• GOAL: Starting at the line below that contains "black pants, placed", print each line through the end of the records exactly as it appears.

• RECORDS SHOWN:
###
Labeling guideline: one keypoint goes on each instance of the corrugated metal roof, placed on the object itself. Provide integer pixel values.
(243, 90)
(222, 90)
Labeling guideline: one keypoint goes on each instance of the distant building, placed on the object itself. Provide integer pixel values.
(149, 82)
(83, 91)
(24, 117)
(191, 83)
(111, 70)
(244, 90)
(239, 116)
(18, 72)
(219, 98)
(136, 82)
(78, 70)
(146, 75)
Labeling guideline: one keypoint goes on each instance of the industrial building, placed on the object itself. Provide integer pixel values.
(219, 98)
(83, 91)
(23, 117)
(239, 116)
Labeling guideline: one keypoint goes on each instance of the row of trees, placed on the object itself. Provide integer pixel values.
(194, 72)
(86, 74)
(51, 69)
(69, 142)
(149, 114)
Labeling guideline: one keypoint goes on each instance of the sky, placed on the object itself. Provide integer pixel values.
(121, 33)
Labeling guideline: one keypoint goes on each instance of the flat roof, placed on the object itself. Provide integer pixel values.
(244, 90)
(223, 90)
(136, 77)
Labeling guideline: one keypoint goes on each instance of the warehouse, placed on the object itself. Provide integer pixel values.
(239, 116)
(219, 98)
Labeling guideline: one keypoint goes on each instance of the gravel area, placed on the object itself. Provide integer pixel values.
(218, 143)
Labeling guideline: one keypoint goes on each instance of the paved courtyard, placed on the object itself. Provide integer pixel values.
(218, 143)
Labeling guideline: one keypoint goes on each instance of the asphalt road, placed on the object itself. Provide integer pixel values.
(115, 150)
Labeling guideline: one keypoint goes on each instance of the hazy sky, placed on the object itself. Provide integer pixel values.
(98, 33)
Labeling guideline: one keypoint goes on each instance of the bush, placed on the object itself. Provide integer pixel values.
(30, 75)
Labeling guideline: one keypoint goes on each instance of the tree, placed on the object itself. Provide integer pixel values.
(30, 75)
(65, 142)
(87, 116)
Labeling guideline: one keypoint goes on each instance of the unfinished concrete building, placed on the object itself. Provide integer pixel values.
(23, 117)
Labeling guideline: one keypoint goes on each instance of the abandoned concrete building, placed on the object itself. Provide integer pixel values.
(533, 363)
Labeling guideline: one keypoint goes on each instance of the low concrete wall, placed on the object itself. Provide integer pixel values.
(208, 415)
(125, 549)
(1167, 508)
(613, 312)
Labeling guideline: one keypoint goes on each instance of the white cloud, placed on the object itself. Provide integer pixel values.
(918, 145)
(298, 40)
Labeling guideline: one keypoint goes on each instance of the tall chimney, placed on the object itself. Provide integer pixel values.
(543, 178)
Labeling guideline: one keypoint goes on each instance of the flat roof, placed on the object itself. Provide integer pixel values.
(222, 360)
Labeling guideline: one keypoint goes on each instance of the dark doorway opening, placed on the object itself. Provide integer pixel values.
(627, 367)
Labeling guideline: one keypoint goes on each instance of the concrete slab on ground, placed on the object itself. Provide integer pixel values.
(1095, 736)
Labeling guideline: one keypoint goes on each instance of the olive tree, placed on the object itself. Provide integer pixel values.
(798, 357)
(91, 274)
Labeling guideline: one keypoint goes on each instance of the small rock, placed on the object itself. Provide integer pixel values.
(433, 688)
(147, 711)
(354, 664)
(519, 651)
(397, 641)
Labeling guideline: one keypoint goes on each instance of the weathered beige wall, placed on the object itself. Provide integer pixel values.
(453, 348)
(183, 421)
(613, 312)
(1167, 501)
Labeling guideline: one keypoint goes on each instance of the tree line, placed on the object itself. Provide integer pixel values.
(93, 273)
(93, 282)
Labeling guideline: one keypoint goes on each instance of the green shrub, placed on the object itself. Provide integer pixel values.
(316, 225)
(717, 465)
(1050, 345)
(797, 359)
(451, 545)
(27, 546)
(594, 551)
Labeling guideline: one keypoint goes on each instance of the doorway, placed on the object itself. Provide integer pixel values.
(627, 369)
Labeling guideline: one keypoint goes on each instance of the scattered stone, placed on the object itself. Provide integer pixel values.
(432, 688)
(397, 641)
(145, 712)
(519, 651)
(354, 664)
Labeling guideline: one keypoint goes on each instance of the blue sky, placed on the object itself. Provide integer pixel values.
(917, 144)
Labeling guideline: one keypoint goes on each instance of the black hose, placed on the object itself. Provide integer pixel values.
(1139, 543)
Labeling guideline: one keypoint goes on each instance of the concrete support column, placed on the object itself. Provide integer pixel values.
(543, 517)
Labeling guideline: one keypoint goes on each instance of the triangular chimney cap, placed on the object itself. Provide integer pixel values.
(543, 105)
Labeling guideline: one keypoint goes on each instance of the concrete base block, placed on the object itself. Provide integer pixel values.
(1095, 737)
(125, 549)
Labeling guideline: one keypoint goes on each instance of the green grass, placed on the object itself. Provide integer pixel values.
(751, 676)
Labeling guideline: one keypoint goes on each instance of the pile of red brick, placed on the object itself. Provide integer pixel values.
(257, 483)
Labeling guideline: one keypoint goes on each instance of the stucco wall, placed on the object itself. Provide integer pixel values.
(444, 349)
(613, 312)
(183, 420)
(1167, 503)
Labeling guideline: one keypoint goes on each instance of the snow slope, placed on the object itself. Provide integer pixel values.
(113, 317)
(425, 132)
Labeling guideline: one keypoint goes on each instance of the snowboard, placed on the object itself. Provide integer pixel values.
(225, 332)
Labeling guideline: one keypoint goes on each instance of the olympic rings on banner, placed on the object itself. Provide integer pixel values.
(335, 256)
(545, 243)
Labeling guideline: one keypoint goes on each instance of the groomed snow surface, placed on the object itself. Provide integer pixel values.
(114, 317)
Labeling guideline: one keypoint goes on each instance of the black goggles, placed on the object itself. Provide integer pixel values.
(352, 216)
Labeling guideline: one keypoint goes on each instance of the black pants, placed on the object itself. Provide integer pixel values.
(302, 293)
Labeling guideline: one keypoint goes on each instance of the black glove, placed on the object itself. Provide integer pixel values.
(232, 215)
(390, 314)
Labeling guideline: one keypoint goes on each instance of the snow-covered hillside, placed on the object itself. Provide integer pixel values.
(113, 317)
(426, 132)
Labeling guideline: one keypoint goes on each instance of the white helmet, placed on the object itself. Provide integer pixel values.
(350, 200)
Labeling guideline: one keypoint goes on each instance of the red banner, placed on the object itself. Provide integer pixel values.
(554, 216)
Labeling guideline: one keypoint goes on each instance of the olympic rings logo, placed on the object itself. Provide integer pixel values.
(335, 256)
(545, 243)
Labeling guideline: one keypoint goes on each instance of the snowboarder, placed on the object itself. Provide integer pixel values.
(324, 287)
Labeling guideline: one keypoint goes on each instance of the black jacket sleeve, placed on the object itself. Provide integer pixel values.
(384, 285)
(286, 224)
###
• SOLUTION FOR THIS TASK:
Labeling guideline: one keypoint goes on each instance of the black pants, placed on the object itself. Provide integer pixel values.
(302, 293)
Labeling guideline: one keypoint goes on each instance of the black glove, placed on the object itself. Provide integer pixel values.
(232, 215)
(390, 314)
Labeling guideline: one keypoint goes on each instance of the snow-covered hillside, placed on the object itself. Provide integer pixel values.
(113, 317)
(426, 132)
Labeling guideline: one keypoint goes on each instance of the white helmet, placed on the object itself. Provide integer pixel values.
(350, 200)
Labeling guideline: one keypoint goes on each instance of the red banner, placed on the object itself. Provide integer pixel values.
(554, 216)
Labeling guideline: one keypoint goes on each instance of the olympic rings logo, placed on the object itself. Provide integer pixel values.
(335, 256)
(545, 243)
Labeling guideline: one keypoint goes on each instance of the snowboarder, placed on the object itself. Provide integer pixel values.
(324, 287)
Labeling guideline: one keypoint goes on each instance of the black jacket sleeve, placed on the object itself. Provide integer pixel values.
(384, 285)
(286, 224)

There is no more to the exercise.